_Exercise brief_. Print the entries that appear below, exactly as written and without their pictures.

_Pointing dataset excerpts_.
--- Start ---
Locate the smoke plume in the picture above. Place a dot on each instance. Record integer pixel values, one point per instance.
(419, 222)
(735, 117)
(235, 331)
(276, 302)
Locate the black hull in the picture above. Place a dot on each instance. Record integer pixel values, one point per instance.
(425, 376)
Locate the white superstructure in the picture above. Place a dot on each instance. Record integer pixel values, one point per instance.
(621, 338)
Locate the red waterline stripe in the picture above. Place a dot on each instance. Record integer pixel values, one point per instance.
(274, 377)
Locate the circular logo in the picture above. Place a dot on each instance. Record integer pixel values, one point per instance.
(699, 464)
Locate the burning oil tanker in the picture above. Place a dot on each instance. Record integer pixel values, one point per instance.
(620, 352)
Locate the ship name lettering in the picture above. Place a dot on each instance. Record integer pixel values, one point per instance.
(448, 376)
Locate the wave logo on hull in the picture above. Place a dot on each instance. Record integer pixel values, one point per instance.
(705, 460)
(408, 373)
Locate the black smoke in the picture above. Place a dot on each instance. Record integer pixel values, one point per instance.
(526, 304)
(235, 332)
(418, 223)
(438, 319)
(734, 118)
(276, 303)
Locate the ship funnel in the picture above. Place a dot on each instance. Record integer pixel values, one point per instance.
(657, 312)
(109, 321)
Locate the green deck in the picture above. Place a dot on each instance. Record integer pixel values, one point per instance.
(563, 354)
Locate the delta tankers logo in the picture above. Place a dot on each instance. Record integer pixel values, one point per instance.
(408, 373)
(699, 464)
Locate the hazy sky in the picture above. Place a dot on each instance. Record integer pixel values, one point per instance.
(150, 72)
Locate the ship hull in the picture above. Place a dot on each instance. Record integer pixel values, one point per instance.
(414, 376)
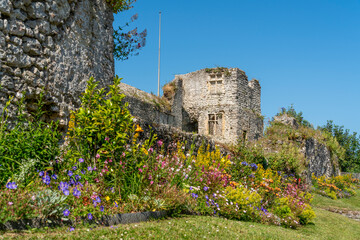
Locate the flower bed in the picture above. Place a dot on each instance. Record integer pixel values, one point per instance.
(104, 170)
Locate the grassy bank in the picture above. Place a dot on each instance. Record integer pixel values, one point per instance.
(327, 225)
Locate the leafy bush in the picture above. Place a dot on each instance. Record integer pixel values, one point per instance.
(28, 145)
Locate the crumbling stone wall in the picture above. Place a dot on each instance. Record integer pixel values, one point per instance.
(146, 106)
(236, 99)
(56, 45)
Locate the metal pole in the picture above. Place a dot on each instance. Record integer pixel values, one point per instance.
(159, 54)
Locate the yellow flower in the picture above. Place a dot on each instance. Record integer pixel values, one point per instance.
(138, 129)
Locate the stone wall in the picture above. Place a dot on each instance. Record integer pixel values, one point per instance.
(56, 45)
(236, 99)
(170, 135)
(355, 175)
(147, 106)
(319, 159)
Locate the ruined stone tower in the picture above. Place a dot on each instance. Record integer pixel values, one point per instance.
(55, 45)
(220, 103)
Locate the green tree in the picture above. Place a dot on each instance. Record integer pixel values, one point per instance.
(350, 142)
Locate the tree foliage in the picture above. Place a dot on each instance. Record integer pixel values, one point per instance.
--- End ---
_The reply_.
Locate the smoke plume in the picture above. Place a dot on each instance. Record integer pixel values, one point per instance.
(419, 222)
(735, 117)
(235, 331)
(276, 302)
Locate the black hull in the picture above. Place a dot on each instance. Record integer pixel values, one point per instance.
(425, 376)
Locate the white superstructure in the picture above. Place a dot on each instance. Record integer pixel values, one point per instance.
(621, 338)
Locate the red waterline stripe in the picture above. Place a dot on each instance. Record integer pixel values, one point per instance.
(274, 377)
Locate the circular logo in the picture above. Place a dot on each instance. Record integer pixel values, one point per instance.
(699, 464)
Locate the burning oil tanker in the picture above. Place a dot on each instance. Record integer pixel values, one point per instance.
(620, 352)
Locate the ship name lettering in the picture above. Place a dot on each instance. Record integer pixel values, one point per instance.
(448, 376)
Locate the wave logo on hull in the picture above. Place a dot on each instance. Record integer pixel values, one point per instance.
(705, 460)
(408, 373)
Locate the black smoke in the picture above. Place a dot on each instance. Record integer pixel values, one point per instance.
(526, 304)
(235, 332)
(418, 223)
(438, 319)
(734, 118)
(276, 303)
Locate the ship funnel in the picture above. Place a dot on each instance. Record integer pixel values, one point per instance.
(657, 312)
(109, 321)
Locate the green deck in the picture above. Place a dot on each instance. Record integer pixel values, one point per instance.
(563, 354)
Locate the delta tankers logo in the picture above. Place a dot on each instance. Record integer pixel values, one point per instance.
(408, 373)
(699, 464)
Locate the hazy sky in the picture above. Place a dot on each instance. Record integer pixel values, one point per instance.
(150, 72)
Locate the ship hull in the picture above. Place a dot on each instance. Record integer pixel values, one point per instance.
(414, 376)
Locate the flower bed in the picture above. Place a dot on each instance. Record integer pixel values, one point per instance.
(104, 170)
Locate the grassy bank in the picture above. Place a dot on each instance. Record integer pixel values, one point per instance.
(327, 225)
Locate the leafy bush in the picture above. Place a dot on each instance. Record integer pixel values, one point per instance.
(28, 145)
Locate the crumbling stone wall in the picture above. Place a dot on each instance. Record integer pixel values, one point per instance.
(146, 106)
(236, 99)
(56, 45)
Locate the metal pole in the picture above. Place a dot on each instance. Record integer pixel values, one point per instance.
(159, 54)
Locate the yellow flower in the picture above. Place a dot on each instance. Record integer pixel values, one point per instance.
(138, 129)
Locate the stone wall in the picture above. Place a dot on each instance. Record integer pixel values, one point per instance.
(56, 45)
(236, 99)
(170, 135)
(355, 175)
(147, 106)
(319, 159)
Locate the ruined stone tower in the picture above. Place a dot on each instance. Record integer pixel values, one point per instance.
(55, 45)
(220, 103)
Locate the green tree in the picture above. Place a dot on each instance. Record integer pixel values, one point per instance.
(350, 142)
Locate the tree foliage in the picture above. Place a dot on each instance. Record integer pixel values, one point per instance.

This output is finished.